Dataset excerpts
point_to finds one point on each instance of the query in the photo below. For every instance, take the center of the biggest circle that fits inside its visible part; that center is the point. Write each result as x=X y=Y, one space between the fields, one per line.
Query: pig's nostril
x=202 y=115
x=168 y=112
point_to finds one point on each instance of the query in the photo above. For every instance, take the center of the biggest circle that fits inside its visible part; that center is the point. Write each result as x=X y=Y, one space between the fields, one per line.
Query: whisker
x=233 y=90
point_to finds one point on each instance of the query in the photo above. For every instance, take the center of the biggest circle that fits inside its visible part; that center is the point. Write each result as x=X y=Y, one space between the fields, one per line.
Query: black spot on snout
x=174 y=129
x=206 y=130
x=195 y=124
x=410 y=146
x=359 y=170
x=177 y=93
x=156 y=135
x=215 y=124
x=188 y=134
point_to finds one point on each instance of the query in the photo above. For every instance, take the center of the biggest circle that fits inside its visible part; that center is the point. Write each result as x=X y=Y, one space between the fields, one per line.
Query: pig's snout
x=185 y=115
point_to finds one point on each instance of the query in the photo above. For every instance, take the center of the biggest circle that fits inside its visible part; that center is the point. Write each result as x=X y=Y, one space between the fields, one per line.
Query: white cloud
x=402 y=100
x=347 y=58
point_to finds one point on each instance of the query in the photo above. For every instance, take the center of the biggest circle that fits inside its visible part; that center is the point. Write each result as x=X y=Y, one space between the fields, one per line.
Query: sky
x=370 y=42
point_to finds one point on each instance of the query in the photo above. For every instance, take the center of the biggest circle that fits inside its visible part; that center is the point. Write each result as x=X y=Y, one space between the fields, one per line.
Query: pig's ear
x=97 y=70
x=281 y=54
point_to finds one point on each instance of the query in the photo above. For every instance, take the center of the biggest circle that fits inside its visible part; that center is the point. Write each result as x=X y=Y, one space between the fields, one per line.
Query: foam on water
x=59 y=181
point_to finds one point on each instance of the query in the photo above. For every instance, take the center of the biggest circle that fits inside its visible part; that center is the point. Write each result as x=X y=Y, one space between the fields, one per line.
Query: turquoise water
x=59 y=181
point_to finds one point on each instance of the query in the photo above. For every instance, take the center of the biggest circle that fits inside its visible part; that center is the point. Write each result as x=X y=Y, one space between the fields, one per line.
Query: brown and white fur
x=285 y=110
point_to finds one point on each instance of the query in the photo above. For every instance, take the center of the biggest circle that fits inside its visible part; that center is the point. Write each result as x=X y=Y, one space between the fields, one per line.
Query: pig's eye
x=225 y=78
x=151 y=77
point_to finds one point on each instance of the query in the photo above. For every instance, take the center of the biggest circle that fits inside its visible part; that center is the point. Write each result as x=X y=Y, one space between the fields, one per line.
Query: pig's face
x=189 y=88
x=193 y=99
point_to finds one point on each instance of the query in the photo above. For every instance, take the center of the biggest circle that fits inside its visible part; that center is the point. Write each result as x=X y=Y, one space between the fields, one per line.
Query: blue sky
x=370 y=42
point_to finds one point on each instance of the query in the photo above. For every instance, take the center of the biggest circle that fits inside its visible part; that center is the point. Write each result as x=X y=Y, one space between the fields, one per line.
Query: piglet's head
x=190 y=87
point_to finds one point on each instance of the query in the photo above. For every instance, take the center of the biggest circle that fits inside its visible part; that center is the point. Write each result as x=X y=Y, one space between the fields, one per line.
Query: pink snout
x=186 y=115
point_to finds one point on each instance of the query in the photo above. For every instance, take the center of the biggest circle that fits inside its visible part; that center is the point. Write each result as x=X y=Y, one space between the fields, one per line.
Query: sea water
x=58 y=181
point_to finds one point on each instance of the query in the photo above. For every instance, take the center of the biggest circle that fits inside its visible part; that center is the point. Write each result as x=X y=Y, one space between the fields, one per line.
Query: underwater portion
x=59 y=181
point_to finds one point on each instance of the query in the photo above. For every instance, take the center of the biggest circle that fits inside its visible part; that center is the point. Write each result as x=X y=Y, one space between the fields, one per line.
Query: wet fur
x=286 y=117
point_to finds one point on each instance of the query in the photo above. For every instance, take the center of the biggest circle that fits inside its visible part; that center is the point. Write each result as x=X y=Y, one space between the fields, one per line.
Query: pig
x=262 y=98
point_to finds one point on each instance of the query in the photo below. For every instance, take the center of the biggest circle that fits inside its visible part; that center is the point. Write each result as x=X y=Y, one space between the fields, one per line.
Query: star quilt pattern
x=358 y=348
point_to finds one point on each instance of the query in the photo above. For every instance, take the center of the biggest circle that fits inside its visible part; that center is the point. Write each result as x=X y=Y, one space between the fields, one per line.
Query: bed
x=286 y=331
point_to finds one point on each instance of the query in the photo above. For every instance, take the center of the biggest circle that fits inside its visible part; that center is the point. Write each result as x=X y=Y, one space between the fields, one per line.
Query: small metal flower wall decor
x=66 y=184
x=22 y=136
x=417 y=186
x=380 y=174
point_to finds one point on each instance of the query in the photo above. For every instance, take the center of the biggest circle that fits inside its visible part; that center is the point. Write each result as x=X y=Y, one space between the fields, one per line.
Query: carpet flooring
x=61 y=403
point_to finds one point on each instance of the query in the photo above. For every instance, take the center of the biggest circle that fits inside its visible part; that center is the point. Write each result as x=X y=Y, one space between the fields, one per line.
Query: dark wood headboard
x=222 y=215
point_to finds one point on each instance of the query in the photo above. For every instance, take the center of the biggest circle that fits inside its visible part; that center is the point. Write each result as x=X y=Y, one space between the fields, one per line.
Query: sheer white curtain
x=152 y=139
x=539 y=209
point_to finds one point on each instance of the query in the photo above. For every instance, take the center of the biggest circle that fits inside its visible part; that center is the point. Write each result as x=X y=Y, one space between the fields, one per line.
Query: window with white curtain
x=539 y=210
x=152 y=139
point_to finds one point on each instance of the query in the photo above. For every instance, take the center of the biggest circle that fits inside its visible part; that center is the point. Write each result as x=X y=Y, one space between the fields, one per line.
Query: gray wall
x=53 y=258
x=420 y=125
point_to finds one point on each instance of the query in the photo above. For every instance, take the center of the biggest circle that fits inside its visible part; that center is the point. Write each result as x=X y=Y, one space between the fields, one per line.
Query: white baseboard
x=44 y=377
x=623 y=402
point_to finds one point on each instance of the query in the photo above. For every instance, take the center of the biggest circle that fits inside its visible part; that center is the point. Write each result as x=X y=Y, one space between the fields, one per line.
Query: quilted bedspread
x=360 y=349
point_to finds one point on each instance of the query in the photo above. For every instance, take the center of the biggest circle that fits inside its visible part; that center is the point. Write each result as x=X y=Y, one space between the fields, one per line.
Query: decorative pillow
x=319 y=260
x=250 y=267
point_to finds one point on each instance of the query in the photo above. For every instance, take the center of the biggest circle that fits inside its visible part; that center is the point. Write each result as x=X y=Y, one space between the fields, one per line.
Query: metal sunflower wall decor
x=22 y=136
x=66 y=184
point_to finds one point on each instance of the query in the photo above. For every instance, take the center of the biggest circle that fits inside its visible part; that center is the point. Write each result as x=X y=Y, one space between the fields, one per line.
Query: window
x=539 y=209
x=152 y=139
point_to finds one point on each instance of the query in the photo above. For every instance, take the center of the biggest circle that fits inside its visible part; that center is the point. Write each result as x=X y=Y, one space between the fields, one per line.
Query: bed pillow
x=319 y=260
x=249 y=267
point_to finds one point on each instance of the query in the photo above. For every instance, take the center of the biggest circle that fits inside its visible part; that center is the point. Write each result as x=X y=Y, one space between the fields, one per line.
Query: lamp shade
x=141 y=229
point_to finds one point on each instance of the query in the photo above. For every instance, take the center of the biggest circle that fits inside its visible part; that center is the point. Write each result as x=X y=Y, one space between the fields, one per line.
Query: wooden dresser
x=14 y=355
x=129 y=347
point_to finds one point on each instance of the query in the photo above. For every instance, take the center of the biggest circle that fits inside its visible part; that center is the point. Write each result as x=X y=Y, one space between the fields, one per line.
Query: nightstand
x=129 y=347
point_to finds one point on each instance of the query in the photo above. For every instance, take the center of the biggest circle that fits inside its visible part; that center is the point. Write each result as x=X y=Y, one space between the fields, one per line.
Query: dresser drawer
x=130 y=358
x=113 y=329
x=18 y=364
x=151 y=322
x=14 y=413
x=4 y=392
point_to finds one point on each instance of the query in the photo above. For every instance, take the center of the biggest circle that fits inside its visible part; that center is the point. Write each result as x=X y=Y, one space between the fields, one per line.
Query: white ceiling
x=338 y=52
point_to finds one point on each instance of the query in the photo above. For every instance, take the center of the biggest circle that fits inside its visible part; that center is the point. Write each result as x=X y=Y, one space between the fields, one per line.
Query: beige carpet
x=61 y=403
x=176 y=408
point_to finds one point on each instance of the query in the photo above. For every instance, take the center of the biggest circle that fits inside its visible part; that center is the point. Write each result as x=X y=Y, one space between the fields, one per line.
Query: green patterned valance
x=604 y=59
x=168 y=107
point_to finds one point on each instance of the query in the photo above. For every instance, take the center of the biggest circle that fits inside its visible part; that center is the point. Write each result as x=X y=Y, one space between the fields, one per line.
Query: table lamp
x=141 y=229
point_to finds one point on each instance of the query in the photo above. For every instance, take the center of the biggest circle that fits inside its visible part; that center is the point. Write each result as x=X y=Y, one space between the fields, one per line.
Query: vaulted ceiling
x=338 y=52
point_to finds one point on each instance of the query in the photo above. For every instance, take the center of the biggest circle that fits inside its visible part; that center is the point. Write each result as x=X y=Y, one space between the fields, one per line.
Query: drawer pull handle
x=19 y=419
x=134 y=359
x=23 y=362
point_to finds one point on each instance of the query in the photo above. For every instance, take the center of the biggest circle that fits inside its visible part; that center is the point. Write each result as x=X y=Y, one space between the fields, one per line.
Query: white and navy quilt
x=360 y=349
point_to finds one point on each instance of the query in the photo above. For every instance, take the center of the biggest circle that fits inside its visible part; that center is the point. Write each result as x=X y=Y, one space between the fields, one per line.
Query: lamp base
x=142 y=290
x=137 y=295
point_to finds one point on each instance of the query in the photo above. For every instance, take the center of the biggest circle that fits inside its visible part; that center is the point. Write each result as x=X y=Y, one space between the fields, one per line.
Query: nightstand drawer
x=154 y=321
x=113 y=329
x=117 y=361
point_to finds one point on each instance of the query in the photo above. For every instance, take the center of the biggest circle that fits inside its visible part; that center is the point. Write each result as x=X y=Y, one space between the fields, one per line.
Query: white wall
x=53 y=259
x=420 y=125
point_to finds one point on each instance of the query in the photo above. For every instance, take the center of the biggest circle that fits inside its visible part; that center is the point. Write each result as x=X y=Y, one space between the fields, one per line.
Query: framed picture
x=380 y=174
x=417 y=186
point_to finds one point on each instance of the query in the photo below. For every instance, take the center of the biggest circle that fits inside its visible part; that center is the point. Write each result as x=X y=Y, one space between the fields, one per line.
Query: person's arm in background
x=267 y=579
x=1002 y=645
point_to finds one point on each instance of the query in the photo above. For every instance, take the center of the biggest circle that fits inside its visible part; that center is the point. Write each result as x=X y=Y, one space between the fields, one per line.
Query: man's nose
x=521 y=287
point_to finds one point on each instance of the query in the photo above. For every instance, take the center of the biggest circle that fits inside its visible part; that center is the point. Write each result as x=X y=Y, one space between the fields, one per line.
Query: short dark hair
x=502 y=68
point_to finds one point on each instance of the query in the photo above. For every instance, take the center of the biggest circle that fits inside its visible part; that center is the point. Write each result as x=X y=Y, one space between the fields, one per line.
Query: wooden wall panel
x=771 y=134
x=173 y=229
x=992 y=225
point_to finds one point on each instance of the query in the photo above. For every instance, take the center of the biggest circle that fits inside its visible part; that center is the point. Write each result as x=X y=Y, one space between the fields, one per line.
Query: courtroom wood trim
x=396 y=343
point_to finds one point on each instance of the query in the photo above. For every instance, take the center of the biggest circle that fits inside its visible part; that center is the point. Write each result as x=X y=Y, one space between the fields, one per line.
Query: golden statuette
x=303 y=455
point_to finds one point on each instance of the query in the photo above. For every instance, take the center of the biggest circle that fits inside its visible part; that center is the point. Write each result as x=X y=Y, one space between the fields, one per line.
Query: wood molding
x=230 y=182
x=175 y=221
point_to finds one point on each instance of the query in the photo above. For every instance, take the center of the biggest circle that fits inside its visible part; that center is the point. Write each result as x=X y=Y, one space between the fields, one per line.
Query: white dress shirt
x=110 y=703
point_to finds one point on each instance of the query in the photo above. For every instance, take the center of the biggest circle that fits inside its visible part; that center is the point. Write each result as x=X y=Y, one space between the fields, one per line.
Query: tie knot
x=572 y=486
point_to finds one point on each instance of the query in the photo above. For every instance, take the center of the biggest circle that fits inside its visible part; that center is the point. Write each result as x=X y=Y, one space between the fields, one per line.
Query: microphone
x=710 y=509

● About this task:
Please return the span of lines above that opens with the one containing "Query: tie knot" and closes with the final line, both included, exactly as written and nothing more.

● Exercise answer:
Query: tie knot
x=572 y=486
point_to finds one point on each instance of the query in the photo above. For every instance, take the center of the biggest circle that fits inside its visible part; that center is the point. Write each result as x=X y=Y, one space between the fields, one per line.
Query: microphone
x=710 y=509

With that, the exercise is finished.